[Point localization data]
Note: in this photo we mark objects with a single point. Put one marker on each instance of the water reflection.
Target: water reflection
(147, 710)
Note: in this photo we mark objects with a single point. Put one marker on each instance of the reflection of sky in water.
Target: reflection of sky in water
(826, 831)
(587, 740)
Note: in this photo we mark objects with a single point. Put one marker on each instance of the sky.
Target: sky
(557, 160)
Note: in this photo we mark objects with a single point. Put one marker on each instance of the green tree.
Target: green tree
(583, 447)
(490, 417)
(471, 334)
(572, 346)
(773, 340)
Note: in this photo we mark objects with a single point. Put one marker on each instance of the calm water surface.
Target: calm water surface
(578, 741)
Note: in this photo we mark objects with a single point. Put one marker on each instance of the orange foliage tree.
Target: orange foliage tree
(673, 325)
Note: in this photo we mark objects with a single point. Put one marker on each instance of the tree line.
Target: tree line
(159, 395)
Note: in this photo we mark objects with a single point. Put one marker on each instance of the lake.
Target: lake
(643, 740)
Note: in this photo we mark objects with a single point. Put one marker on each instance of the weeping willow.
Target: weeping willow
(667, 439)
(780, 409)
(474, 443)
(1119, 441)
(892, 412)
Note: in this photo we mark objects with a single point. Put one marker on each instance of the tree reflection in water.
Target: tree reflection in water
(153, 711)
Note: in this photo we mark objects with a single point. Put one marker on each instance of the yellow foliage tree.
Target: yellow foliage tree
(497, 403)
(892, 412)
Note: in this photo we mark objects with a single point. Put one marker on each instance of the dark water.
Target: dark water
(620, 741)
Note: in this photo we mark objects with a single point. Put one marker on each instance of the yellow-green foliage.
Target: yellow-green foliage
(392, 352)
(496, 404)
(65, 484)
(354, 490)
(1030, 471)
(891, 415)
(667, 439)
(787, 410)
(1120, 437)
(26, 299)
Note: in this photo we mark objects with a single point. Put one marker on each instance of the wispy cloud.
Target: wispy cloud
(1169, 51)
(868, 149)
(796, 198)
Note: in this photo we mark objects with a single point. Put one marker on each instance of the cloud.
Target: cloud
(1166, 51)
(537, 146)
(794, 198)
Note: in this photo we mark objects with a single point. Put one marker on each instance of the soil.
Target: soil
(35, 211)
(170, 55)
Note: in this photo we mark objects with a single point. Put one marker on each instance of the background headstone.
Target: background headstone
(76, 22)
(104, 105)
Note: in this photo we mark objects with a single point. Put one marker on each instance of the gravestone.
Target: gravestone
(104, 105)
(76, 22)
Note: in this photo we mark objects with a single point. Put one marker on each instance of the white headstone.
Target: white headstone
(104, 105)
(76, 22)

--- Task brief ---
Start copying at the line that contains "the wispy cloud." and stop after the last line of the records, keeping every line exactly.

--- Output for this exercise ---
Note: in this photo we mark objects with a single point. Put one marker on each instance of the wispy cloud.
Target: wispy cloud
(1169, 51)
(868, 149)
(796, 198)
Note: in this photo we mark objects with a single point. Put one marker on each instance of the cloud.
Target: cloud
(1166, 51)
(537, 146)
(794, 198)
Note: in this photo we mark objects with a single point. Put one marker on each instance of the soil.
Target: soil
(35, 211)
(170, 55)
Note: in this photo we mark objects with a single point. Put one marker on each instance of the background headstone.
Target: background headstone
(76, 22)
(104, 105)
Note: in this photo we mark objects with a single point. Put one marker on each instance of the gravestone.
Target: gravestone
(104, 105)
(76, 22)
Note: in this photo we mark objects with a single point. Put one marker on each instance of the white headstone.
Target: white headstone
(104, 105)
(76, 22)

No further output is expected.